**Work required:**
Can you reproduce word for word the portion of the proved-reserves definition below that begins with the words containing "Proved oil and" and ends with "reasonable time."?

**Text segment:**
• • • •
Proved oil and gas reserves are those quantities of oil and gas,
which, by analysis of geoscience and engineering data, can be
estimated with reasonable certainty to be economically
producible from a given date forward, from known
reservoirs, and under existing economic conditions, operating
methods, and government regulations prior to
the time at which contracts providing the right to operate
expire, unless evidence indicates that renewal is reasonably
certain, regardless of whether deterministic or probabilistic
methods are used for the estimation. The project to extract the
hydrocarbons must have commenced or the operator must be
reasonably certain that it will commence the project within a
reasonable time.
(i) The area of a reservoir considered as proved includes:
(A) The area identified by drilling and limited by fluid
contacts, if any, and (B) Adjacent undrilled portions of
the reservoir that can, with reasonable certainty, be judged to
be continuous with it and to contain economically producible oil
or gas on the basis of available geoscience and engineering data.
(ii) In the absence of data on fluid contacts, proved
quantities in a reservoir are limited by the lowest known
hydrocarbons (LKH) as seen in a well penetration unless
geoscience, engineering, or performance data and reliable
technology establishes a lower contact with reasonable certainty.
• • • •
**Record excerpts:**
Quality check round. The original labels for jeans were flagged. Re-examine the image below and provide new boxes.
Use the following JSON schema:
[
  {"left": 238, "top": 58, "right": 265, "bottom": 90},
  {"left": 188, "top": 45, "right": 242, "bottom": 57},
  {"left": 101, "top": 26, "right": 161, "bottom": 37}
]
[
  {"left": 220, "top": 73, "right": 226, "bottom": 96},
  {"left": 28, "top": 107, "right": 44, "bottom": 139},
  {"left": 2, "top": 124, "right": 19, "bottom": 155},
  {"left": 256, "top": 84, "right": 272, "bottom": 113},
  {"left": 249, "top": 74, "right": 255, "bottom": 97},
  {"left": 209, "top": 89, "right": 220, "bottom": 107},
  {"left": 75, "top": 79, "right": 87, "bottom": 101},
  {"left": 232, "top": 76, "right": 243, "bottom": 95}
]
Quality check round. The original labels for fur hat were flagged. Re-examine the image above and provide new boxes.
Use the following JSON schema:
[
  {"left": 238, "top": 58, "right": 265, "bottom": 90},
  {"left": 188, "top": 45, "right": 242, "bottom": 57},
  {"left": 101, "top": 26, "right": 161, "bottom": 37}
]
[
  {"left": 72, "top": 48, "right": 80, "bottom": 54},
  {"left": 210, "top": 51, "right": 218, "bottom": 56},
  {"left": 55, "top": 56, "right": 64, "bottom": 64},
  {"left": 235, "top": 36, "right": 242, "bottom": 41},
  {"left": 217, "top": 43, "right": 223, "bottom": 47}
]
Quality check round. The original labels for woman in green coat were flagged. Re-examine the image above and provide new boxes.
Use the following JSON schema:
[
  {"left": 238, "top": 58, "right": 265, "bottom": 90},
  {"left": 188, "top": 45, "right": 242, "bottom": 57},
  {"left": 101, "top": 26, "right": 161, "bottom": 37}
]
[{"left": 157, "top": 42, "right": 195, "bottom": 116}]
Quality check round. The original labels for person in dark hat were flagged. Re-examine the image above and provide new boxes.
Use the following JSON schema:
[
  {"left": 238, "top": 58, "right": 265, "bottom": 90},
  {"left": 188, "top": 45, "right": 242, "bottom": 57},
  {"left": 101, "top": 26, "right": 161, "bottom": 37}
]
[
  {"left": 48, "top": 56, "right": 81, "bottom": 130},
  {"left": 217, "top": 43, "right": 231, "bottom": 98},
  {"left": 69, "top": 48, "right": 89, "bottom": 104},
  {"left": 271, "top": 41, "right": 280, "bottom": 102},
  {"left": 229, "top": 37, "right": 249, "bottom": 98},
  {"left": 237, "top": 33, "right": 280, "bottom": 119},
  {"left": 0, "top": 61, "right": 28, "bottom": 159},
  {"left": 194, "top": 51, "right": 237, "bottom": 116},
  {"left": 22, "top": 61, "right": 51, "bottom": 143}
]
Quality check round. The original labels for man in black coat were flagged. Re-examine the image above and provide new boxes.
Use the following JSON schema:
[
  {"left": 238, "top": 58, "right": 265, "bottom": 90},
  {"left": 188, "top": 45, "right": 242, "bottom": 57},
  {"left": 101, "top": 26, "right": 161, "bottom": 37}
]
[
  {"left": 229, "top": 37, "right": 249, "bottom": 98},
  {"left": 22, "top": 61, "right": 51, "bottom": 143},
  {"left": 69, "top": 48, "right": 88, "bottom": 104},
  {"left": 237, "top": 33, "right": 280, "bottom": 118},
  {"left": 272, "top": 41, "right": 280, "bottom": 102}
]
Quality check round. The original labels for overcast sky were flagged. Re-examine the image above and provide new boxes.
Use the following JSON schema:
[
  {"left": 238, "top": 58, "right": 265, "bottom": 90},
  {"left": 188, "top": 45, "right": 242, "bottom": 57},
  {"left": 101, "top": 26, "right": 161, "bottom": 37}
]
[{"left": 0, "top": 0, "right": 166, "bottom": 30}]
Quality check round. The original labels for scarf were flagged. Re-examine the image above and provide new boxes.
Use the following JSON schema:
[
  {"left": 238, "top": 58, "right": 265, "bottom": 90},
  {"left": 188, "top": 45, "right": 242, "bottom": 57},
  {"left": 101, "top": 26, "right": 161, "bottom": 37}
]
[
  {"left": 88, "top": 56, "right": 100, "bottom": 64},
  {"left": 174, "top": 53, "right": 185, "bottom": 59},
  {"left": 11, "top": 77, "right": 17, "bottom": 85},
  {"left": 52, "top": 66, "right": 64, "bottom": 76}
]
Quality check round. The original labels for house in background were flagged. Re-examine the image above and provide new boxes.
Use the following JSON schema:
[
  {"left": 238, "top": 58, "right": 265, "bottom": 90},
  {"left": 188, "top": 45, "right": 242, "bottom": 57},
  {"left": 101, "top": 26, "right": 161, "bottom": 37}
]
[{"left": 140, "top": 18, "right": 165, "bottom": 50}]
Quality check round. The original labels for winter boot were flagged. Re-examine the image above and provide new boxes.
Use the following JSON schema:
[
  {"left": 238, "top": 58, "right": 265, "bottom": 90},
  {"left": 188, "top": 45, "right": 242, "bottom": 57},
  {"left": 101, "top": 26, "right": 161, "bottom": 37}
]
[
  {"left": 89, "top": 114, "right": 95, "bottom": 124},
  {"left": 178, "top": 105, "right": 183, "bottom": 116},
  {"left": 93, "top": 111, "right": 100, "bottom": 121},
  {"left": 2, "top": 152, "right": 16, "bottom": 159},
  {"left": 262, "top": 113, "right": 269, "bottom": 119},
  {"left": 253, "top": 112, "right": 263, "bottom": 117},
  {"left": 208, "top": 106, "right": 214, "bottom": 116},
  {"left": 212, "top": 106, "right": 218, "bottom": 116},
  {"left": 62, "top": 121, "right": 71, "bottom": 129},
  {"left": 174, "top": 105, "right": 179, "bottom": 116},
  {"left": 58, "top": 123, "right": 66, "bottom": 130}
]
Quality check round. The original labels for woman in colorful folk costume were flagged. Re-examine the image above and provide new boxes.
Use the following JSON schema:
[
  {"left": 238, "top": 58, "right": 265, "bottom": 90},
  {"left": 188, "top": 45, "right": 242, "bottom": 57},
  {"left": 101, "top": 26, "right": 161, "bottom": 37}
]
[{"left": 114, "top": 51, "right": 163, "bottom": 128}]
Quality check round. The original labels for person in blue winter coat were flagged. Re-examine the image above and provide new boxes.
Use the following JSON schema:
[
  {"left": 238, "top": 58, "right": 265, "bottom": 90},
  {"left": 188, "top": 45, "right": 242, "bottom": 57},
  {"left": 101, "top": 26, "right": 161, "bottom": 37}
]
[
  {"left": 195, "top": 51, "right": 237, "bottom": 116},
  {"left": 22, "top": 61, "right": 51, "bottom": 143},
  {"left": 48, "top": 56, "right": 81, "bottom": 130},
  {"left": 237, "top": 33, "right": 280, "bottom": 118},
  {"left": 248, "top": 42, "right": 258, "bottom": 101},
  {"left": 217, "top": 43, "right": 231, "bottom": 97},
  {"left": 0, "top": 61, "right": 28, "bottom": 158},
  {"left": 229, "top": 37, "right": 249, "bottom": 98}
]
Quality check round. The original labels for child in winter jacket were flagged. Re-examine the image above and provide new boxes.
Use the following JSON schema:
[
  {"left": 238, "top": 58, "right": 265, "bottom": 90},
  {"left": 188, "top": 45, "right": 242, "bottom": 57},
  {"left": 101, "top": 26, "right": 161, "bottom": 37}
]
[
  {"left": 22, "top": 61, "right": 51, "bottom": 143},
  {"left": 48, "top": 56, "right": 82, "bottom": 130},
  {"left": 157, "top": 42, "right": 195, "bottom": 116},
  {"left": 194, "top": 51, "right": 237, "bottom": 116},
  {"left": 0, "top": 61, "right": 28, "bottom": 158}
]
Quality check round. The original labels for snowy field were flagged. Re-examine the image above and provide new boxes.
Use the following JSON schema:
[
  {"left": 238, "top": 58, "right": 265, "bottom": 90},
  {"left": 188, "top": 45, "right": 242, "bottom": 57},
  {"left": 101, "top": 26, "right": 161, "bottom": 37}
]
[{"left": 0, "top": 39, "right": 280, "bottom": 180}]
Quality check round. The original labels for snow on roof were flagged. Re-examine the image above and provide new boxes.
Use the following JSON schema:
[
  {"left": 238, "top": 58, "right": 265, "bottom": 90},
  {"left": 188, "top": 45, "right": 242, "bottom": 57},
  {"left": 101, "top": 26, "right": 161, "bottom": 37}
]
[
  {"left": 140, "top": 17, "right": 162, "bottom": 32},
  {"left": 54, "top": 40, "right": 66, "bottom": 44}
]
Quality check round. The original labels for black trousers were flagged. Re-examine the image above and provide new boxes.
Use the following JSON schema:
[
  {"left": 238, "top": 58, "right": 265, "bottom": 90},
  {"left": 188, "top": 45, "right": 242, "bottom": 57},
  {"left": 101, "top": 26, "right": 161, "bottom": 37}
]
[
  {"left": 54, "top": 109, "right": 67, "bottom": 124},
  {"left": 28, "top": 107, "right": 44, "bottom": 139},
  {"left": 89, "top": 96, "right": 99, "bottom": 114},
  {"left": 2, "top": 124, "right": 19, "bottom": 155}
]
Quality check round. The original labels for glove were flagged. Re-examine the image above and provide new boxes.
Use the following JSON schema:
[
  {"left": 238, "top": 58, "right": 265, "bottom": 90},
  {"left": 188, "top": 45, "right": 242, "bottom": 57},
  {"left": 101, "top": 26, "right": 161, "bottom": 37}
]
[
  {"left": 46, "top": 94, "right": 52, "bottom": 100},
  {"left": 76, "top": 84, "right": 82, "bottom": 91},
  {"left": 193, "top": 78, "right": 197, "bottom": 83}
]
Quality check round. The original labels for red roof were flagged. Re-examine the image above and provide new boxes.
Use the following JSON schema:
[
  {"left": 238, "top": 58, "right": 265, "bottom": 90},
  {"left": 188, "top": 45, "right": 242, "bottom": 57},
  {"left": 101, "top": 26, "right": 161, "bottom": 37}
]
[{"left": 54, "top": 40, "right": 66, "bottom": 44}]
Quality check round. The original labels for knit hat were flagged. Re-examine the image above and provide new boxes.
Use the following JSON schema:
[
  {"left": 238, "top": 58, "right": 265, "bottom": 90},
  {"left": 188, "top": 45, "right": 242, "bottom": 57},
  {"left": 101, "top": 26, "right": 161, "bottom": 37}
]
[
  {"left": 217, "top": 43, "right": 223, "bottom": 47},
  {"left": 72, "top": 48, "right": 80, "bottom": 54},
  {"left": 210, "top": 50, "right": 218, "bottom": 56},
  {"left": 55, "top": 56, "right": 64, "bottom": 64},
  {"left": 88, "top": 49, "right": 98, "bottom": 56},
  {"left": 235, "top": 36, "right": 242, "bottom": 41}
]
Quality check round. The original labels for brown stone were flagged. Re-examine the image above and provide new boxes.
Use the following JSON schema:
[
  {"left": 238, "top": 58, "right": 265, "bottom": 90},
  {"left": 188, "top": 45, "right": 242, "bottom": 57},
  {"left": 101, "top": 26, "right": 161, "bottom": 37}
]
• • • •
**Solution to the exercise:**
Proved oil and gas reserves are those quantities of oil and gas,
which, by analysis of geoscience and engineering data, can be
estimated with reasonable certainty to be economically
producible from a given date forward, from known
reservoirs, and under existing economic conditions, operating
methods, and government regulations prior to
the time at which contracts providing the right to operate
expire, unless evidence indicates that renewal is reasonably
certain, regardless of whether deterministic or probabilistic
methods are used for the estimation. The project to extract the
hydrocarbons must have commenced or the operator must be
reasonably certain that it will commence the project within a
reasonable time.